▸ **Extrait retenu**
━━━━

Les objets de recherche choisis par les écoles de l'échantillon
Éditorial
Nous avons pris acte de la démission de Philippe Meirieu de son poste
de directeur de l'INRP. Pour autant, l'action que nous avons entreprise
et la recherche accompagnement débutée en janvier 1999 se poursuivent.
Le livret d'accompagnement de la recherche numéro 3 sera prêt comme prévu
au début de la prochaine année scolaire, le premier ouvrage présentant
les trois premières monographies réalisées dans douze écoles en France
est à l'impression, il porte sur l'aménagement des temps et des espaces.
Enfin, nous travaillons activement à la publication des actes du premier
colloque sur la recherche que nous avons organisé le 13 mai 2000 dans
le grand amphithéâtre de la Sorbonne.
Nous profitons de cet éditorial pour remercier les 1115 personnes qui
se sont inscrites au colloque. Nous avons pu marqué au cours de cette
journée notre appartenance à une communauté éducative consciente du bien
fondé d'une recherche accompagnement qui facilite le rapprochement entre
pratique, recherche et formation. L'accompagnement des équipes pédagogiques
et éducatives par des chercheurs conduit tous les membres de la communauté
éducative, quel que soit le statut de chacun d'eux, à modifier leurs pratiques,
quand cela est pertinent. Cette recherche, conduite conjointement par
des "praticiens chercheurs" et des chercheurs proche du terrain
favorise à la fois l'évolution des pratiques scientifiques et des actions
pédagogiques.

━━━━

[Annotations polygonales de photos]
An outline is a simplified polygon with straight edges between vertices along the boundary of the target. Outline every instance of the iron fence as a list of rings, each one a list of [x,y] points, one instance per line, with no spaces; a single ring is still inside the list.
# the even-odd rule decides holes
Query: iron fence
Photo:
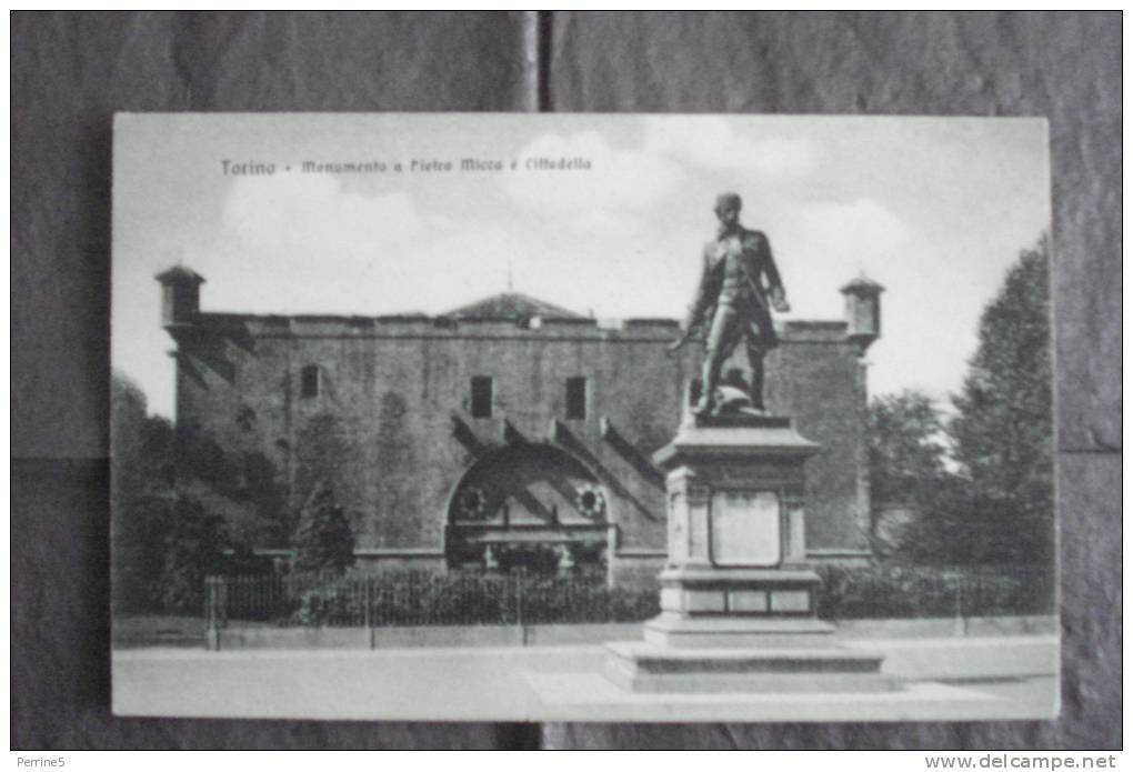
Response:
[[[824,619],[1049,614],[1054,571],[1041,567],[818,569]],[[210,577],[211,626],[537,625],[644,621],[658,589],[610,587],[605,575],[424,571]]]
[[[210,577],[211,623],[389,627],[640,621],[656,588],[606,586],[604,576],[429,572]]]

━━━━

▸ **Actions à mener**
a) Réécrivez tout ce qui va de "Les objets de" jusqu'à "et des espaces." dans l'éditorial, en remplaçant "monographies" par "études de cas".
b) Combien de personnes se sont inscrites au colloque, selon l'éditorial ?

▸ **Réponses rédigées**
a)
Les objets de recherche choisis par les écoles de l'échantillon
Éditorial
Nous avons pris acte de la démission de Philippe Meirieu de son poste
de directeur de l'INRP. Pour autant, l'action que nous avons entreprise
et la recherche accompagnement débutée en janvier 1999 se poursuivent.
Le livret d'accompagnement de la recherche numéro 3 sera prêt comme prévu
au début de la prochaine année scolaire, le premier ouvrage présentant
les trois premières études de cas réalisées dans douze écoles en France
est à l'impression, il porte sur l'aménagement des temps et des espaces.

b) 1115 personnes.